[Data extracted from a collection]
----------------------------------------

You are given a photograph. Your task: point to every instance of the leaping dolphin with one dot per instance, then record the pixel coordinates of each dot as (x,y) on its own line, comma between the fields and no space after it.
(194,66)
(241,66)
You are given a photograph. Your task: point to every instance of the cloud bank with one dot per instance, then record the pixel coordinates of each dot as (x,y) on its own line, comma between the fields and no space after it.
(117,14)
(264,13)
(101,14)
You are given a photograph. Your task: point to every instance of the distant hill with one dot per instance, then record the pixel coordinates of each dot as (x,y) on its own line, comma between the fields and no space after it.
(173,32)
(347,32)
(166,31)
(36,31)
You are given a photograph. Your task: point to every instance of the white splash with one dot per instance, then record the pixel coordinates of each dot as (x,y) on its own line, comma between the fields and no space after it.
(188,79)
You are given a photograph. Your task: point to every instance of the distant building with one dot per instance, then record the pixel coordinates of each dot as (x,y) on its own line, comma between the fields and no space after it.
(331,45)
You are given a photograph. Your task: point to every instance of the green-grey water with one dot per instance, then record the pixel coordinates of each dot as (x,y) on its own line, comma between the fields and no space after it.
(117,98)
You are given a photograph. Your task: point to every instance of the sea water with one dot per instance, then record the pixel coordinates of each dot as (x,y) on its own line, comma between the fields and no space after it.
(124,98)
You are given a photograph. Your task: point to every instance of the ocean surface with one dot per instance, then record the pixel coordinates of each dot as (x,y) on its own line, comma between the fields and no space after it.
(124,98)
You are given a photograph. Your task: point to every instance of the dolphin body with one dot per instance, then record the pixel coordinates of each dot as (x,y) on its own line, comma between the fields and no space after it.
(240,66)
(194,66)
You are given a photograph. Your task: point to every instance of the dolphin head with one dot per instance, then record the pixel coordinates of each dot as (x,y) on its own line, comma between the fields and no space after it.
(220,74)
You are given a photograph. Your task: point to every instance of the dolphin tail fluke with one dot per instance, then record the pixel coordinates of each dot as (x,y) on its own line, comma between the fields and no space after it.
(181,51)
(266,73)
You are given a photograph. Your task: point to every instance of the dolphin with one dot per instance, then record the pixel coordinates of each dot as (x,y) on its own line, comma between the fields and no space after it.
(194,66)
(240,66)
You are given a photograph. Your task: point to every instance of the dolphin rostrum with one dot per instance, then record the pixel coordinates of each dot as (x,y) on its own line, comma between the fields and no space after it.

----------------------------------------

#### What you should do:
Repeat every line above, from the line containing "the dolphin with" through the end of the rows, and leave the requests unchanged. In the answers, scale each coordinate by 2.35 and round it to the nearest whole number, with halves rounded up.

#### The output:
You are given a photograph. Your task: point to every instance of the dolphin with one dot per instance, then record the pixel coordinates of each dot as (x,y) on its own line, comma between the fields and no space after it.
(456,155)
(564,155)
You are given a photograph. Your task: point to every instance of the dolphin rostrum with one dot per instance, then record the pixel coordinates of each dot as (x,y) on its own line, comma between the fields and no space after it.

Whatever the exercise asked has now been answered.